DIRECTIONS FOR THIS TASK => Turn every line of the listing below into a numbered list, omitting blank lines. Leave the pictures out of your answer.

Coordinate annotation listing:
* * *

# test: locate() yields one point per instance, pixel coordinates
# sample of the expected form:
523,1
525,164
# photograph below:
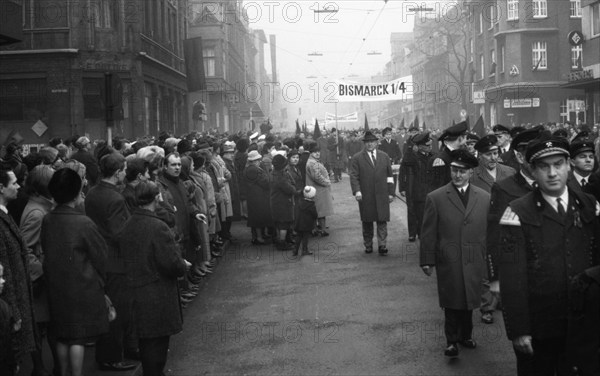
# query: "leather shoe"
451,350
118,366
487,318
468,343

* * *

WRITTEN RESPONSE =>
1. # test: locate() yields one point per instance, pixel coordinates
2. # sample of the expected form:
3. 523,1
4. 525,164
5. # photograph below:
6. # query: "leather shoe"
7. 451,350
8. 118,366
9. 487,318
10. 468,343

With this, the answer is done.